* start Source extract *
On the 7th of July I left the mill, and crossed to a stream emptying into the American fork, three or four miles below the saw mill. I struck this stream (now known as Weber's creek) at the washings of Sunol & Co. They had about thirty Indians employed, whom they payed in merchandise. They were getting gold of a character similar to that found on the main fork, and doubtless in sufficient quantities to satisfy them. I send you a small specimen, presented by this company, of their gold. From this point we proceeded up the stream about eight miles, where we found a great many people and Indians—some engaged in the bed of the stream, and others in the small side valleys that put into it. These latter are exceedingly rich, and two ounces were considered an ordinary yield for a day's work. A small gutter, not more than a hundred yards long by four feet wide and two or three feet deep, was pointed out to me as the one where two men— William Daly and Parry McCoon—had, a short time before, obtained 17,000 dollars worth of gold. Capt. Weber informed me that he knew that these two men had employed four white men and about a hundred Indians, and that at the end of one week's work, they paid off their party, and had left $10,000 worth of this gold. Another small ravine was shown me, from which had been taken upwards of $12,000 worth of gold. Hundreds of similar ravines to all appearances are as yet untouched. I could not have credited these reports had I not seen, in the abundance of the precious metal, evidence of their truth.
* end Source extract *
* start Source data *
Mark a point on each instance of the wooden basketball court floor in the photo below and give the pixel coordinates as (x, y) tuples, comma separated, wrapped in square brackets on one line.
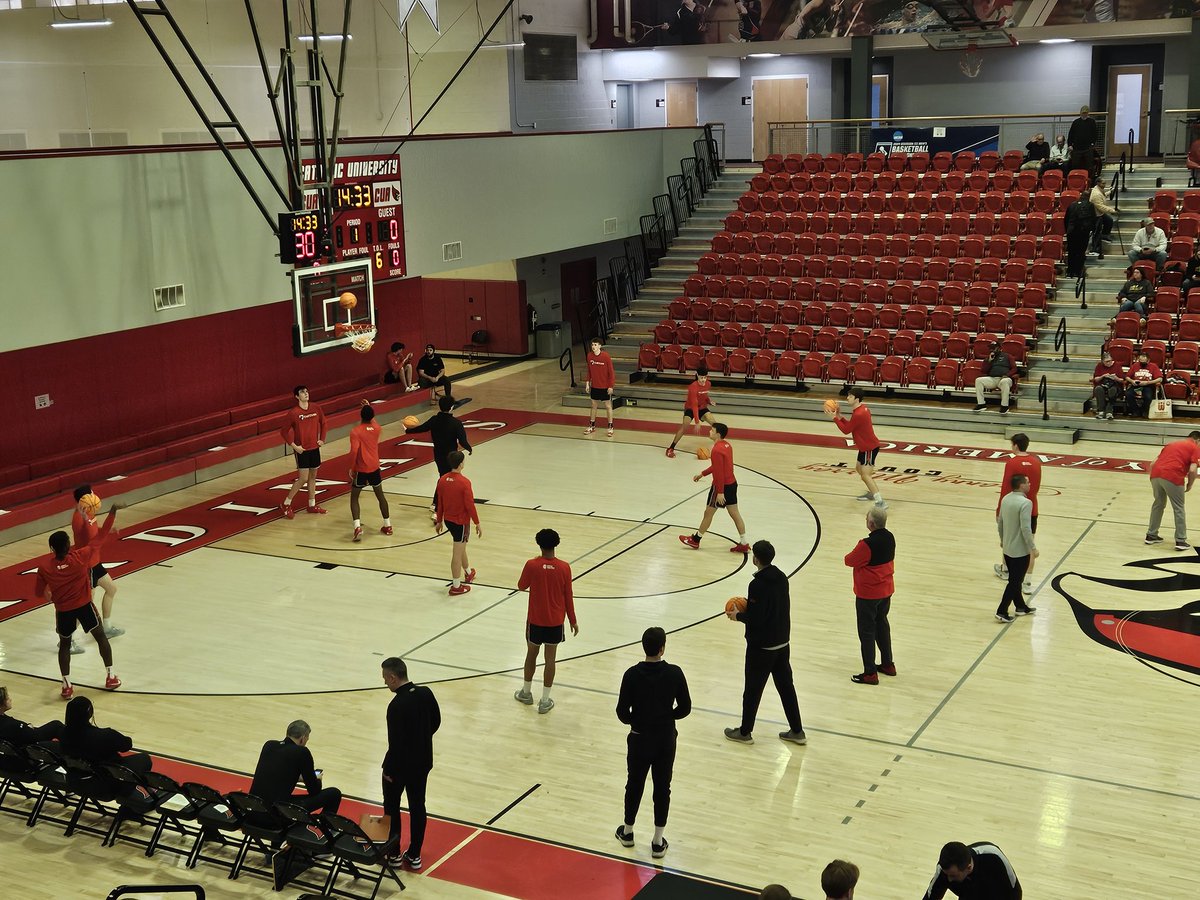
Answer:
[(1073, 755)]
* end Source data *
*Tasks:*
- a) In the gold-field account, how much gold did William Daly and Parry McCoon take from the small gutter?
- b) Carry the gold-field account forward from its final sentence.

*Results in order:*
- a) They obtained 17,000 dollars worth of gold.

- b)
Mr. Neligh, an agent of Commodore Stockton, had been at work about three weeks in the neighborhood, and showed me in bags and bottles over $2,000 worth of gold; and Mr. Lyman, a gentleman of education and worthy of every credit, said he had been engaged with four others, with a machine, on the American fork, just below Sutter's mill; that they worked eight days, and that his share was at the rate of $50 a day; but hearing that others were doing better at Weber's place they had removed there, and were then on the point of resuming operations. I might tell of hundreds of similar instances; but to illustrate how plentiful the gold was in the pockets of common laborers, I will mention a simple occurrence which took place in my presence when I was at Weber's store. This store was nothing but an arbor of bushes, under which he had exposed for sale goods and groceries suited to his customers. A man came in, picked up a box of Seidlitz powders and asked the price. Captain Weber told him it was not for sale. The man offered an ounce of gold, but Capt. Weber told it only cost fifty cents, and he did not wish to sell it. The man then offered an ounce and a half, when Capt. Weber had to take it. The prices of all things are high, and yet Indians, who before hardly knew what a breech cloth was, can now afford to buy the most gaudy dresses.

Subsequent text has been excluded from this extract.